I’ve been dreaming about writing this HOF post for years. Fantasizing and conjuring up intricate ways to tell my story. Searching for words to inspire the next generation of Quitters. Digging deep to pour my soul into a post that would live on forever, just like my quit.
But now that the moment is here.. the truth is there’s nothing I can say that hasn’t already been said by the Quitters who came before me and won’t be said again by the Quitters who come after.
I started dipping when I was young, and even then I knew it was a stupid decision but I did that shit anyways. It’s sad to say, but yes – I did it to be cool. I started in college and I can remember telling myself the whole time that I’d quit when I was done with school. Nope. From then on it was a downward spiral of self-hate. I’d ‘quit’ only to end up smoking a pack a day, or sucking on a vape-pen every 15 minutes. Then I’d get sick of that and say, “well I might as well go back to dip”. I told myself I’d quit when [insert some bullshit here], then wouldn’t. Then I’d plan to quit [insert some more bullshit here], then wouldn’t. I hated myself for not quitting, for being so weak-willed that I couldn’t summon the intestinal fortitude to break away from something so literally toxic. It wasn’t until I quit that I realized just how much this spiral played into a negative mental state that I was stuck in for years.
What lead me to be ready, I can’t say for sure. I sometimes wonder if I’d be here if not for COVID-19. Hopefully. Maybe not. Probably not. Not yet anyway. It wasn’t enough when I got married. It wasn’t enough when I had a daughter. It wasn’t enough when I got a job in the civilian world, where no one dipped other than me and I could literally see the looks of disgust every time someone noticed me dipping. It wasn’t enough to know that I was spending almost 10$ a day on poison that was slowly killing me, just for the privilege of spending even more money down the road as my health continued to deteriorate. COVID might have been the tipping point. I remember how it felt going to the gas station to get my juicy Copenhagen. Clerks all gloved up behind the plexiglass, me in the same hospital mask I’d been using for weeks. Bleaching those cans down in my car just in case. I’d known for years that my habit was bad for me, and bad for my family. But it was never so visceral as realizing that I could literally be exposing them to COVID only because I wasn’t able to stop dipping. I turned 31 in April and it was a low point in my life. All of this going on, I’m getting older, and I still couldn’t stop. That night I threw away all my cans and went to bed early knowing I was in for a hell of a ride. The next day was day 1. Today is day 100. Tomorrow will be day 101.

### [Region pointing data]
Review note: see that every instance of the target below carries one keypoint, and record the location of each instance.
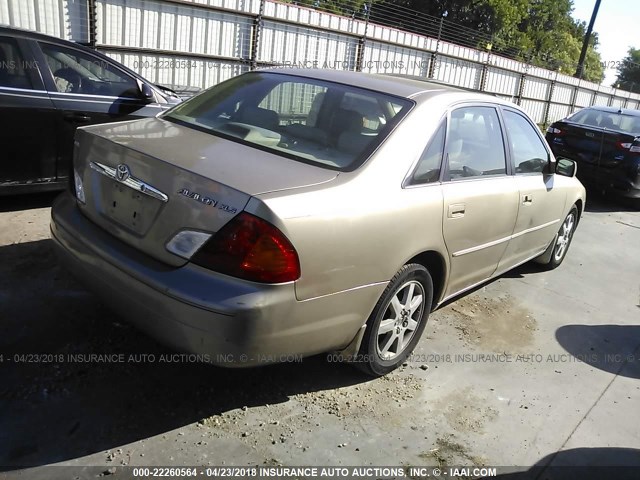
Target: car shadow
(17, 203)
(582, 464)
(599, 203)
(58, 403)
(612, 348)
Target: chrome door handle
(456, 210)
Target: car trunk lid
(147, 180)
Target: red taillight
(623, 145)
(250, 248)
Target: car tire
(563, 239)
(397, 321)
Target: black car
(48, 87)
(605, 142)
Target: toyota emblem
(122, 172)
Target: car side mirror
(566, 167)
(146, 92)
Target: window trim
(550, 157)
(509, 171)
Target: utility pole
(587, 38)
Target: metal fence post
(574, 96)
(363, 40)
(92, 23)
(523, 79)
(483, 74)
(547, 108)
(255, 38)
(434, 55)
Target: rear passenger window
(13, 67)
(474, 145)
(529, 153)
(428, 167)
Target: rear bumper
(229, 321)
(614, 180)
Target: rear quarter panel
(363, 227)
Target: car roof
(417, 88)
(623, 111)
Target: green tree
(629, 71)
(541, 32)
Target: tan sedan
(294, 212)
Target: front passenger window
(75, 71)
(474, 145)
(13, 67)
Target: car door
(542, 202)
(480, 196)
(27, 118)
(87, 89)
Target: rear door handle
(77, 117)
(456, 210)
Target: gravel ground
(474, 393)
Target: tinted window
(474, 144)
(609, 120)
(428, 168)
(331, 125)
(13, 67)
(80, 72)
(529, 153)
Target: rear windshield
(326, 124)
(609, 120)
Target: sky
(616, 24)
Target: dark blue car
(605, 142)
(48, 87)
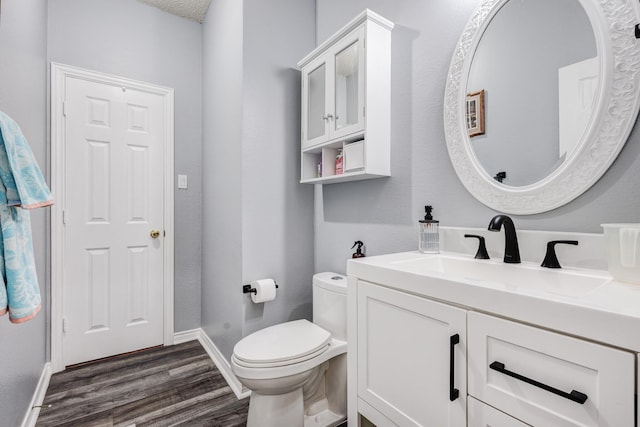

### [PROMPT]
Please pick up the post about quitting dip after its last sentence and keep writing it.

### [OUTPUT FOR THIS TASK]
I found KTC a long time ago, and I’d come here every so often to read the HOFs when I was toying around with the idea of quitting, sitting in a dark room feeling totally worthless with a quarter can of Copenhagen Wintergreen stuffed into my gums reading about better men (and women). I never came to the forums or posted a promise until April, though. I knew I wasn’t ready and I didn’t want to disrespect the community with some weak shit like caving.
If you’re someone like me, reading this post, and that last paragraph resonates with you – I want you to know that I was absolutely, irrevocably full of shit. That line of thinking was total bullshit. If you are here you are ready. Don’t be like me and find reasons to justify a lack of commitment. Don’t put it off for years and years. Don’t be afraid of failing. You don’t have to do it by yourself. This site works if you let it. Like everyone else is saying. It’s not too good to be true. You’re not so worthless that it will work for everyone else but not you. Come in, post roll, give out your digits freely and push through the slog with the rest of your group. One Day At A Time. Yes, it will suck. But, Yes. You can do it. You will do it. Now is the time to quit. Sign up and post roll today. Right now.
Thanks to the August 2020 Ajays, especially @SID2020 who really pushed me to come out of my shell and be more outspoken on the site. I don’t think I’d have made it to day 100 without you. To @Quitter2019 who thanklessly led our group the entire time and without whom I’d certainly not be posting 100%. This’ll piss some of the veterans off, but also to @brandtparker – the first person I exchanged digits with on here and a caver who dropped off about a month into his quit. I hope you find the courage to come back, and the strength to commit to a quit.